Work required: Filter the entries down to the lines containing "query", and copy those lines.

-- Opening Marker --

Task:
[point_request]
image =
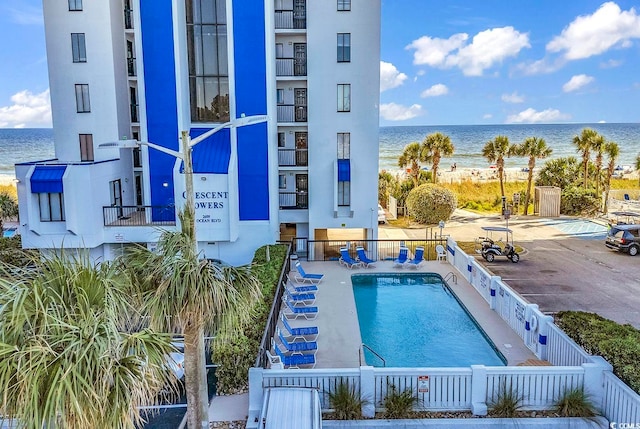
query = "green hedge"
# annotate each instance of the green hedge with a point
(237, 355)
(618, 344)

-- Closing Marker --
-- Opening Marker --

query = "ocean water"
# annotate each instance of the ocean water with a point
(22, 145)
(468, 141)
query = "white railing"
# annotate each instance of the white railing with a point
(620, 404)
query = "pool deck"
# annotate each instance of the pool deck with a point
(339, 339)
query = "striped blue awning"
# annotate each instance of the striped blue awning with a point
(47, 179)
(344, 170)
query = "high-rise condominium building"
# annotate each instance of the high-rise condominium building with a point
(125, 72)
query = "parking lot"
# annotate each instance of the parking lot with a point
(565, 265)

-- Closing Marker --
-- Opening Marker --

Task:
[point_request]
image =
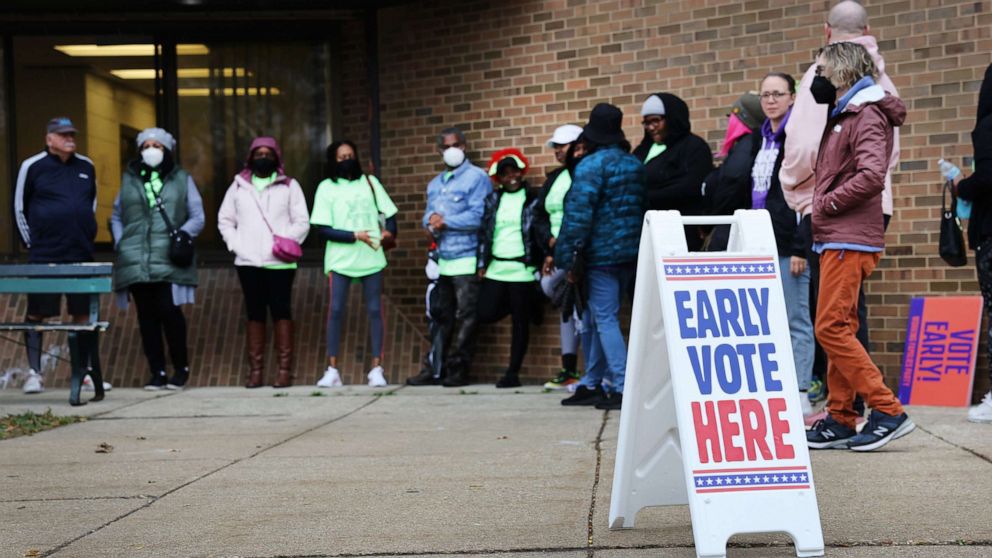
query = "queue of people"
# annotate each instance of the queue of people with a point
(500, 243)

-- Closing Marker --

Answer to the exercise:
query = "green hedge"
query = "ocean water"
query = "white railing"
query = "pool deck"
query = "striped blue awning"
query = "high-rise condominium building"
query = "parking lot"
query = "queue of people"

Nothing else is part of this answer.